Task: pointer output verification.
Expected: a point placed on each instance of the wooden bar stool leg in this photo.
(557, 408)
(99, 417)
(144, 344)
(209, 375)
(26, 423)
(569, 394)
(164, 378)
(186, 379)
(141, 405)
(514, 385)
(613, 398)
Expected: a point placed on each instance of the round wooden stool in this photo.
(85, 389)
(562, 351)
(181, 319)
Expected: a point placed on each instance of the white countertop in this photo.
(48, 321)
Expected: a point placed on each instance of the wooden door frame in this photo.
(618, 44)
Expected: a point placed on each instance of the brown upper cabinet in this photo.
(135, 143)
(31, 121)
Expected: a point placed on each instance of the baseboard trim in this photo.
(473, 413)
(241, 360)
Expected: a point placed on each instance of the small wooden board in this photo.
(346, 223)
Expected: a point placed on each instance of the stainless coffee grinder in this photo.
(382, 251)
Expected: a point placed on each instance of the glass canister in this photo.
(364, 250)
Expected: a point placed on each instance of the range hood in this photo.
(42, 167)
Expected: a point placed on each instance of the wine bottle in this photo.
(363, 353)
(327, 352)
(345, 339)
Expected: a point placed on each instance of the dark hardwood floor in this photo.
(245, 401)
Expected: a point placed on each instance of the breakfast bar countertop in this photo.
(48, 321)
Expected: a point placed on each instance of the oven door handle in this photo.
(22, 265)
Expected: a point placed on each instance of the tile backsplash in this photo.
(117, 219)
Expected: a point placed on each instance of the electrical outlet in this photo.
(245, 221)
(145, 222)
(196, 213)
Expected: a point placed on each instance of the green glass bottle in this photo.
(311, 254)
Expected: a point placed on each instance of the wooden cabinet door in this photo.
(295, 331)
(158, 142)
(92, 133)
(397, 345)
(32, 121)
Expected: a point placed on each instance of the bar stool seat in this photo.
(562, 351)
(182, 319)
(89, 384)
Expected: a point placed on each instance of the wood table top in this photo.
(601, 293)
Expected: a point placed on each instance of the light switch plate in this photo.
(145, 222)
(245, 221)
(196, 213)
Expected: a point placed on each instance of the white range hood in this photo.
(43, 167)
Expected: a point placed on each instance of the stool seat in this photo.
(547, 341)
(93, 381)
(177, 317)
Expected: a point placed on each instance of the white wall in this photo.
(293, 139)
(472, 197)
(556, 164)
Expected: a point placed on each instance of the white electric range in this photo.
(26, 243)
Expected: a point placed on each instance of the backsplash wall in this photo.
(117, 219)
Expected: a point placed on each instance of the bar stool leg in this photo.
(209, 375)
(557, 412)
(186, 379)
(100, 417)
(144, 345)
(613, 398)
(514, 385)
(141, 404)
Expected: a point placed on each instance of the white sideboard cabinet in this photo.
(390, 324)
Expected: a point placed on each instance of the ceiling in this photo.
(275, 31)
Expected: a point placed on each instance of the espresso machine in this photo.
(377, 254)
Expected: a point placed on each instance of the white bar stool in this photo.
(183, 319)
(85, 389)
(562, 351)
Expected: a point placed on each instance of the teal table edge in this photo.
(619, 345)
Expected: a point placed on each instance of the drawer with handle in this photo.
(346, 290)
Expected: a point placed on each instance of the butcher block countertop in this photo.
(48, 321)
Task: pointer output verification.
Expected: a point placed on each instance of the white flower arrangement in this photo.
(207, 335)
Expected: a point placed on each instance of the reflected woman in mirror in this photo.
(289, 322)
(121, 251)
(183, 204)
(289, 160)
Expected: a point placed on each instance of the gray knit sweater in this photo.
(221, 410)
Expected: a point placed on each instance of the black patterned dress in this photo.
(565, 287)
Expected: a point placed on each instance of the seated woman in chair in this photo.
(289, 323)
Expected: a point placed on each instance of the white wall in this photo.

----

_Given task_: Show the data once more, exactly as it was written.

_Solution to the problem_:
Task: pointer output verification.
Expected: a point placed on each instance of the wooden bar stool leg in this photo.
(557, 408)
(99, 417)
(144, 344)
(209, 375)
(26, 423)
(569, 394)
(164, 378)
(186, 379)
(141, 405)
(514, 385)
(613, 398)
Expected: a point placed on each instance of the round wooden stool in this photo.
(85, 389)
(562, 351)
(181, 319)
Expected: a point placed on each instance of the white countertop in this photo.
(48, 321)
Expected: a point placed on each instance of the wooden door frame in this photo.
(618, 44)
Expected: a point placed on each instance of the brown upper cabinet in this photo.
(135, 143)
(31, 121)
Expected: a point placed on each instance of the baseboard trim in this photo.
(473, 413)
(241, 360)
Expected: a point placed on each instance of the small wooden board in this photo.
(346, 223)
Expected: a point placed on each instance of the stainless coffee grinder in this photo.
(382, 251)
Expected: a point placed on each instance of the glass canister in this photo.
(364, 250)
Expected: a point placed on each instance of the range hood in this photo.
(42, 167)
Expected: a point placed on each instance of the wine bottle in this photo.
(363, 353)
(327, 352)
(345, 339)
Expected: a point placed on each instance of the dark hardwood floor in this photo.
(245, 401)
Expected: a point placed on each instance of the breakfast bar countertop in this photo.
(48, 321)
Expected: a point placed on each instance of the oven door handle in this photo.
(22, 265)
Expected: a point placed on each instance of the tile backsplash in this photo.
(117, 219)
Expected: a point placed on each instance of the electrical outlet in this photo.
(245, 221)
(145, 222)
(196, 213)
Expected: a point placed on each instance of the green glass bottle in this photo.
(311, 254)
Expected: a point placed on each instance of the wooden cabinet door in this photo.
(295, 331)
(158, 142)
(92, 133)
(397, 345)
(32, 121)
Expected: a point placed on each instance of the bar stool seat in this photo.
(562, 351)
(182, 319)
(89, 384)
Expected: a point placed on each instance of the wood table top in this photo.
(601, 293)
Expected: a point placed on each instance of the light switch plate in this photo.
(145, 222)
(245, 221)
(196, 213)
Expected: a point placed on each instance of the white range hood in this photo.
(43, 167)
Expected: a point placed on each instance of the stool seat in this photo.
(547, 341)
(93, 381)
(177, 317)
Expected: a point placed on each instance of the white wall in this photo.
(293, 139)
(472, 197)
(556, 164)
Expected: a point placed on each instance of the white electric range in this photo.
(26, 243)
Expected: a point placed on each instance of the backsplash wall in this photo.
(117, 219)
Expected: a point placed on each instance of the bar stool leg in this photo.
(209, 375)
(557, 412)
(186, 379)
(100, 417)
(144, 345)
(613, 398)
(514, 385)
(141, 404)
Expected: a point placed on each instance of the white sideboard cabinet in this photo.
(390, 324)
Expected: a point placed on each instance of the ceiling in this photo.
(275, 31)
Expected: a point placed on each instance of the espresso machine in this photo.
(377, 254)
Expected: a point placed on each instance of the white bar stool in this photo.
(183, 319)
(85, 389)
(562, 351)
Expected: a point placed on each instance of the teal table edge in this photo.
(619, 345)
Expected: a point placed on each instance of the drawer with handle in this photo.
(346, 290)
Expected: a point placed on each instance of the butcher block countertop in this photo.
(48, 321)
Task: pointer output verification.
Expected: a point placed on each instance of the white flower arrangement in this photo.
(207, 335)
Expected: a point placed on each instance of the reflected woman in mirror in this photo.
(289, 322)
(121, 251)
(183, 204)
(289, 160)
Expected: a point placed on each instance of the gray knit sweater in this photo.
(221, 410)
Expected: a point placed on each instance of the black patterned dress in this photo.
(565, 287)
Expected: a point placed on each instance of the seated woman in chair in this photo.
(289, 323)
Expected: a point placed on each instance of the white wall in this photo.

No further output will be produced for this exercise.